▸ Set task: Express these lines as a JSON list of strings, one string per line, with blank lines left out and the picture left out of the answer.

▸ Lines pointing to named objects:
-- start --

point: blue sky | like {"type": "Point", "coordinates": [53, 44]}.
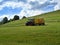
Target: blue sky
{"type": "Point", "coordinates": [9, 8]}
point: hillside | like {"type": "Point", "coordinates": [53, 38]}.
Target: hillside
{"type": "Point", "coordinates": [16, 33]}
{"type": "Point", "coordinates": [48, 17]}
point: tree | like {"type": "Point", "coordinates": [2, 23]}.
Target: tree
{"type": "Point", "coordinates": [5, 20]}
{"type": "Point", "coordinates": [16, 17]}
{"type": "Point", "coordinates": [23, 17]}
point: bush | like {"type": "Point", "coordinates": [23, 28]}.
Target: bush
{"type": "Point", "coordinates": [16, 17]}
{"type": "Point", "coordinates": [5, 20]}
{"type": "Point", "coordinates": [23, 17]}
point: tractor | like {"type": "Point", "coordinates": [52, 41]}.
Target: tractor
{"type": "Point", "coordinates": [35, 21]}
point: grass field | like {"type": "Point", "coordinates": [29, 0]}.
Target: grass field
{"type": "Point", "coordinates": [16, 33]}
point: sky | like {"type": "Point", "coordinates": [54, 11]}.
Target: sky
{"type": "Point", "coordinates": [9, 8]}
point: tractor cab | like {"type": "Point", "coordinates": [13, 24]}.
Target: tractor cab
{"type": "Point", "coordinates": [35, 21]}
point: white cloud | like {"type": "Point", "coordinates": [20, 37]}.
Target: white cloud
{"type": "Point", "coordinates": [26, 7]}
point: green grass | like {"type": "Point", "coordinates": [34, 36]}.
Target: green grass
{"type": "Point", "coordinates": [16, 33]}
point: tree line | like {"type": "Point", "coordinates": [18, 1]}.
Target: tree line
{"type": "Point", "coordinates": [5, 19]}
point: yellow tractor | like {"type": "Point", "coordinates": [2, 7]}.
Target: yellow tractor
{"type": "Point", "coordinates": [35, 21]}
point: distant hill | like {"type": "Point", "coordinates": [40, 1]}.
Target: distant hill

-- end --

▸ Result of the exercise:
[
  "point: blue sky | like {\"type\": \"Point\", \"coordinates\": [53, 44]}.",
  "Target: blue sky",
  "{\"type\": \"Point\", \"coordinates\": [9, 8]}",
  "point: hillside | like {\"type\": \"Point\", \"coordinates\": [53, 38]}.",
  "Target: hillside",
  "{\"type\": \"Point\", \"coordinates\": [16, 33]}",
  "{\"type\": \"Point\", \"coordinates\": [48, 17]}",
  "point: tree | like {\"type\": \"Point\", \"coordinates\": [2, 23]}.",
  "Target: tree",
  "{\"type\": \"Point\", \"coordinates\": [5, 20]}",
  "{\"type\": \"Point\", \"coordinates\": [16, 17]}",
  "{\"type\": \"Point\", \"coordinates\": [23, 17]}",
  "point: bush | like {\"type\": \"Point\", \"coordinates\": [23, 28]}.",
  "Target: bush",
  "{\"type\": \"Point\", \"coordinates\": [16, 17]}",
  "{\"type\": \"Point\", \"coordinates\": [5, 20]}",
  "{\"type\": \"Point\", \"coordinates\": [23, 17]}",
  "point: tractor | like {\"type\": \"Point\", \"coordinates\": [52, 41]}.",
  "Target: tractor",
  "{\"type\": \"Point\", \"coordinates\": [35, 21]}",
  "point: grass field | like {\"type\": \"Point\", \"coordinates\": [29, 0]}.",
  "Target: grass field",
  "{\"type\": \"Point\", \"coordinates\": [16, 33]}",
  "point: sky | like {\"type\": \"Point\", \"coordinates\": [54, 11]}.",
  "Target: sky",
  "{\"type\": \"Point\", \"coordinates\": [9, 8]}",
  "point: tractor cab | like {\"type\": \"Point\", \"coordinates\": [13, 24]}.",
  "Target: tractor cab",
  "{\"type\": \"Point\", \"coordinates\": [35, 21]}",
  "point: white cloud | like {\"type\": \"Point\", \"coordinates\": [20, 37]}.",
  "Target: white cloud",
  "{\"type\": \"Point\", \"coordinates\": [26, 7]}",
  "point: green grass | like {\"type\": \"Point\", \"coordinates\": [34, 36]}.",
  "Target: green grass",
  "{\"type\": \"Point\", \"coordinates\": [16, 33]}",
  "point: tree line | like {\"type\": \"Point\", \"coordinates\": [18, 1]}.",
  "Target: tree line",
  "{\"type\": \"Point\", \"coordinates\": [5, 19]}",
  "point: yellow tractor | like {\"type\": \"Point\", \"coordinates\": [2, 7]}.",
  "Target: yellow tractor",
  "{\"type\": \"Point\", \"coordinates\": [35, 21]}",
  "point: distant hill | like {\"type\": \"Point\", \"coordinates\": [40, 1]}.",
  "Target: distant hill"
]